◆ What to do
Please translate this sentence from the post-pandemic forum report below into Spanish: "Innovation is the key to future growth."

======== Selected passage ========

The Post-Pandemic Era: Where Should the World Go?

The global and universal impact of the pandemic has highlighted the importance of human destiny as a shared community. On the afternoon of September 22nd, during the “Public Relations and Market Insights in the Post-Pandemic Era” forum at the NEXT Summit (Bali 2022), experts from various countries discussed the impact of the pandemic and strategies for dealing with it.

The international NEXT Summit (Bali 2022), themed ” Global Change and Rebuilding Collaboration” was held from September 19th to 29th in a hybrid format of online and offline forums. Multiple exciting forums presented cutting-edge speeches and case studies in various industries, providing a global platform for top-level knowledge and information exchange.

Regarding the topic of China’s development pattern under the impact of the global pandemic, Huang Shixian, an expert with the State Council Special Allowance, former Deputy Inspector of the Jiangxi Provincial Administrative College, and a Level II Professor, elaborated on the details. He believed that China’s epidemic prevention policies aimed to protect people’s lives and health to the greatest extent while stabilizing the foundation of economic and social development.

Huang Shixian stated that the three guiding transformations of China’s high-quality development are quality transformation, efficiency transformation, and dynamic transformation. The pattern of high-quality development corresponds to China’s development pattern under the impact of the pandemic. With the emergence of new models driven by artificial intelligence and big data, as well as the ongoing Fourth Industrial Revolution, China’s development is experiencing rapid momentum, providing confidence in building a new development pattern.

In combating the pandemic, universities and students should contribute with their expertise. Ni Hao, Assistant Director of the Zhejiang University Regional Development Research Center and the Zhejiang University Institute for Western China Development Research, stated that we should realize that universities are not isolated entities within cities but stakeholders who share the benefits and responsibilities of society. Students should act as repairers, builders, and engineers of society. Similarly, universities should utilize this opportunity to restore society’s trust by leveraging their strengths in medical technology talents, social governance, and other aspects to support the construction of a healthy and effective social environment.

“Universities should take on these responsibilities to build better relationships between universities and society,” said Ni Hao. “The traditional concept of producing talent and achievements no longer encompasses the full functionality of modern universities. The role of universities in promoting social equity, economic development, shared prosperity, and national security is becoming increasingly prominent, and this trend will continue in the future. Therefore, we need to rethink how universities and society can mutually promote and complement each other.”

Stephen Morgan, Professor of Chinese Economic History at the University of Nottingham, UK, also reminded the audience during the forum that the aging population and labor force reduction in China pose significant challenges and will affect the consumer market. Innovation is the key to future growth.

“The COVID-19 pandemic provides valuable lessons, encouraging active participation from all parties to jointly build a robust innovation ecosystem and accelerate progress,” said Agung Eru Wibowo, Vice Chairman of the Indonesian COVID-19 Technology Research and Innovation Center and Head of the Indonesian Biotechnology Laboratory. “To construct a strong innovation ecosystem, we need commitments, trust, information sharing, resource sharing, risk sharing, and benefit sharing.”

======== Provided material ========

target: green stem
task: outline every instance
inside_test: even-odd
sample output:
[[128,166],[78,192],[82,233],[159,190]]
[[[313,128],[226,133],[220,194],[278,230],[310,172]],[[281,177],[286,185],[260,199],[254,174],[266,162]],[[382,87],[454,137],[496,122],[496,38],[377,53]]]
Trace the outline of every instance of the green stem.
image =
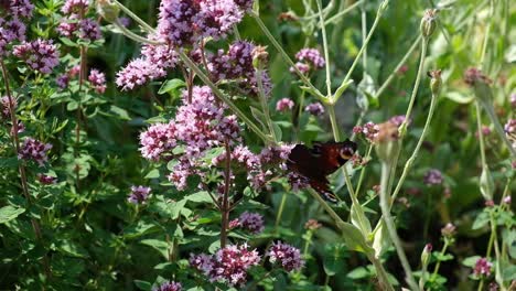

========
======== Provided material ========

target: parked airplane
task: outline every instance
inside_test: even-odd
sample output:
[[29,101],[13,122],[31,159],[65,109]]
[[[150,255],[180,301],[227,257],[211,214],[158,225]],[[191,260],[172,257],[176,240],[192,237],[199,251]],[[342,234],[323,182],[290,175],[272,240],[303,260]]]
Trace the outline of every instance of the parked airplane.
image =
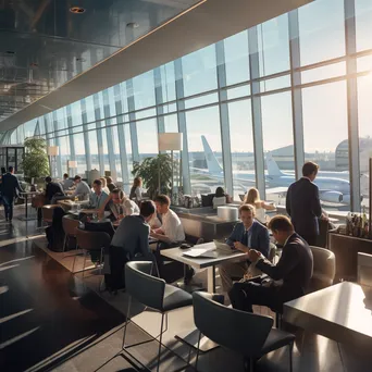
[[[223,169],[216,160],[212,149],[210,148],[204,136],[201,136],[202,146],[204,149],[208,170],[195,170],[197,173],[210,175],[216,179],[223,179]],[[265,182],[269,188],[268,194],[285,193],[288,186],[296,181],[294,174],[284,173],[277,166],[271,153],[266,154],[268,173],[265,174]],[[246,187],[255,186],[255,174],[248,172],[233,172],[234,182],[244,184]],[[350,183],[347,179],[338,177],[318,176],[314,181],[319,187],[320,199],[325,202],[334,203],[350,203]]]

========

◆ Worked solution
La innovación es la clave del crecimiento futuro.